# JOB
Count how many lines in the entries below contain the word "link", and reply with that number alone.

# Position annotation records

------------------------------------

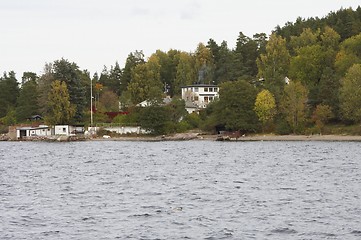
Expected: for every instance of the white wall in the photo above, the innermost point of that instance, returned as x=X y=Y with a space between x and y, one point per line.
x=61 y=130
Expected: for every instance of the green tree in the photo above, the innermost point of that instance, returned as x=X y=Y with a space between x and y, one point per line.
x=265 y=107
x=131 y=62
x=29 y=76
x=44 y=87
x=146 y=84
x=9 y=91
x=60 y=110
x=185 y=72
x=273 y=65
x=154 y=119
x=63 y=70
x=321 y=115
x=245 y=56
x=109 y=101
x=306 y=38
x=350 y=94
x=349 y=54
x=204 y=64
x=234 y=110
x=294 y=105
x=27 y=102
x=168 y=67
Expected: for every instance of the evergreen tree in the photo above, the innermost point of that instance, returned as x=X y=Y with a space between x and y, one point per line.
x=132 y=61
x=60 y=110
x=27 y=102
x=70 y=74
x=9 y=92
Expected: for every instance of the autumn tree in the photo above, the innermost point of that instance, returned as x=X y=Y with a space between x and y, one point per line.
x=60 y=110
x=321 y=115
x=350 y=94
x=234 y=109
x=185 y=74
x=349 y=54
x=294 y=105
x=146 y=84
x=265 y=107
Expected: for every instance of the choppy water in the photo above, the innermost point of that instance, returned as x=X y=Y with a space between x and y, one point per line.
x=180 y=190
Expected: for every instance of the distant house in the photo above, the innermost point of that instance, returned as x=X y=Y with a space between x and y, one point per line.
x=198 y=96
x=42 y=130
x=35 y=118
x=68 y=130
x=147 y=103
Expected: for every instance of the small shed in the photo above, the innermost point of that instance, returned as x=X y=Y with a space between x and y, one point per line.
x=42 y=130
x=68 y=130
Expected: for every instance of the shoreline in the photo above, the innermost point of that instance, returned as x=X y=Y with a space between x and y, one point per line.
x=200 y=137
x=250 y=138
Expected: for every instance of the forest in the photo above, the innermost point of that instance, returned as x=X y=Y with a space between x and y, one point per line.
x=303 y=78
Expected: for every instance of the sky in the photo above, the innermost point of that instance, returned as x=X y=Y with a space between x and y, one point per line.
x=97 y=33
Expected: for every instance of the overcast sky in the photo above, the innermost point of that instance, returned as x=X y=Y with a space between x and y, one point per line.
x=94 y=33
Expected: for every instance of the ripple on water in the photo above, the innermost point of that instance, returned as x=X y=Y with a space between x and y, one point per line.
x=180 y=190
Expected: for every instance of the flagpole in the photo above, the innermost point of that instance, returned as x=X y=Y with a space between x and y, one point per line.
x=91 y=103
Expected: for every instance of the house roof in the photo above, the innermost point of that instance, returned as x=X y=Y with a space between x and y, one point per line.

------------------------------------

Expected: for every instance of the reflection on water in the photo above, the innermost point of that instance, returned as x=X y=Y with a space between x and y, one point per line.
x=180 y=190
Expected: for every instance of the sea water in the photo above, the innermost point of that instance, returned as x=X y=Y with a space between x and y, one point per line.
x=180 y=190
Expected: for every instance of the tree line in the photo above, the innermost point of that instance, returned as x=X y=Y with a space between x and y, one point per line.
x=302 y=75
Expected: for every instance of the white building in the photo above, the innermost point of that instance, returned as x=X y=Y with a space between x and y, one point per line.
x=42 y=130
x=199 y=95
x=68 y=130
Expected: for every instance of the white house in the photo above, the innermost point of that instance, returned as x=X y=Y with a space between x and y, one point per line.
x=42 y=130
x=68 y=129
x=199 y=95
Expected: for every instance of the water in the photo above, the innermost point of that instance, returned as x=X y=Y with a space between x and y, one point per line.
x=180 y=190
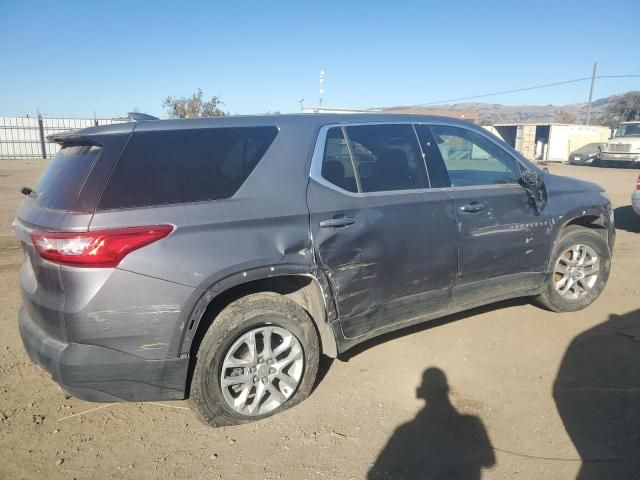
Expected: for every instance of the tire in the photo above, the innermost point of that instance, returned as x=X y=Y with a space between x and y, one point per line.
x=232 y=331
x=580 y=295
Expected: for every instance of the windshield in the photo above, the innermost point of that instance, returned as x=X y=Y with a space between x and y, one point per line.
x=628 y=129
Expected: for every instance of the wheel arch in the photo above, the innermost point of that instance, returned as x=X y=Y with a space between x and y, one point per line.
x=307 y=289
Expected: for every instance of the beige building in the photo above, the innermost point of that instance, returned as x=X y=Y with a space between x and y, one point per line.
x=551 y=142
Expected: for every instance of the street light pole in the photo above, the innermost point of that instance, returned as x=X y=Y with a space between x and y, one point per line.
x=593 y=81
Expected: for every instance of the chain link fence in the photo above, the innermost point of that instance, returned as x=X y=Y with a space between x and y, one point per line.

------------------------------------

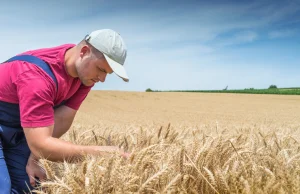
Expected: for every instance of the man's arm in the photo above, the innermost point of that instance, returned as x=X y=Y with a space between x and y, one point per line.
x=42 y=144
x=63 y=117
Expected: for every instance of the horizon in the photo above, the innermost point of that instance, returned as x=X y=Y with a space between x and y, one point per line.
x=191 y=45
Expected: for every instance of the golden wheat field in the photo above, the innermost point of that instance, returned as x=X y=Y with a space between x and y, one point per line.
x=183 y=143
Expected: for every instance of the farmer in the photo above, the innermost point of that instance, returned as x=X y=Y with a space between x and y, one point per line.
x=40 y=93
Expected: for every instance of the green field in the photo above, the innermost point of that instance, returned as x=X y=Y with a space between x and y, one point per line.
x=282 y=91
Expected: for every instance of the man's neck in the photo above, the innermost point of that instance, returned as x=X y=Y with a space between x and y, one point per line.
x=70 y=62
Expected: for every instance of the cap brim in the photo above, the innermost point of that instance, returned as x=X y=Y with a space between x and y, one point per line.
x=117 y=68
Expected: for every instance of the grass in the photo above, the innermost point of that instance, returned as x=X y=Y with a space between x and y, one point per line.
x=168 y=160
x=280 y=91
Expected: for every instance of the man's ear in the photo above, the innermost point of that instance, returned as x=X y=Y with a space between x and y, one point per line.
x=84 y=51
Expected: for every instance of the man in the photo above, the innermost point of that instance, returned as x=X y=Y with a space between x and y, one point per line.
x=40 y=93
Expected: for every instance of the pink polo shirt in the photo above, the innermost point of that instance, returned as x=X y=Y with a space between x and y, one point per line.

------------------------------------

# WRITTEN SOLUTION
1